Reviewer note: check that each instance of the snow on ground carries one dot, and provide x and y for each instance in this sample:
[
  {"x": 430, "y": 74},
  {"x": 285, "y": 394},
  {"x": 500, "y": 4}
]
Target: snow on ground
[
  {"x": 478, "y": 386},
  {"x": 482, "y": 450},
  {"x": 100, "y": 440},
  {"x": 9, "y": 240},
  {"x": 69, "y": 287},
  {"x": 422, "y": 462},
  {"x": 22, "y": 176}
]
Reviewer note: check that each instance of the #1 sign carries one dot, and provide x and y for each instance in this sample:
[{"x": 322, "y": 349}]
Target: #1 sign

——

# Aim
Convert all the records above into a numbered list with one line per item, omitting blank lines.

# Complete response
1. Reviewer note: check that each instance of the snow on ground carries one dot, and provide x and y for each instance in this sample:
2. [
3.   {"x": 430, "y": 74},
4.   {"x": 285, "y": 394},
5.   {"x": 500, "y": 4}
6. ]
7. Target: snow on ground
8. [
9.   {"x": 478, "y": 386},
10.   {"x": 482, "y": 450},
11.   {"x": 100, "y": 440},
12.   {"x": 9, "y": 240},
13.   {"x": 69, "y": 287},
14.   {"x": 422, "y": 462},
15.   {"x": 22, "y": 176}
16. ]
17. Reviewer note: check that each instance of the #1 sign carries one dot, and provide x and y for each instance in this sample:
18. [{"x": 322, "y": 349}]
19. Target: #1 sign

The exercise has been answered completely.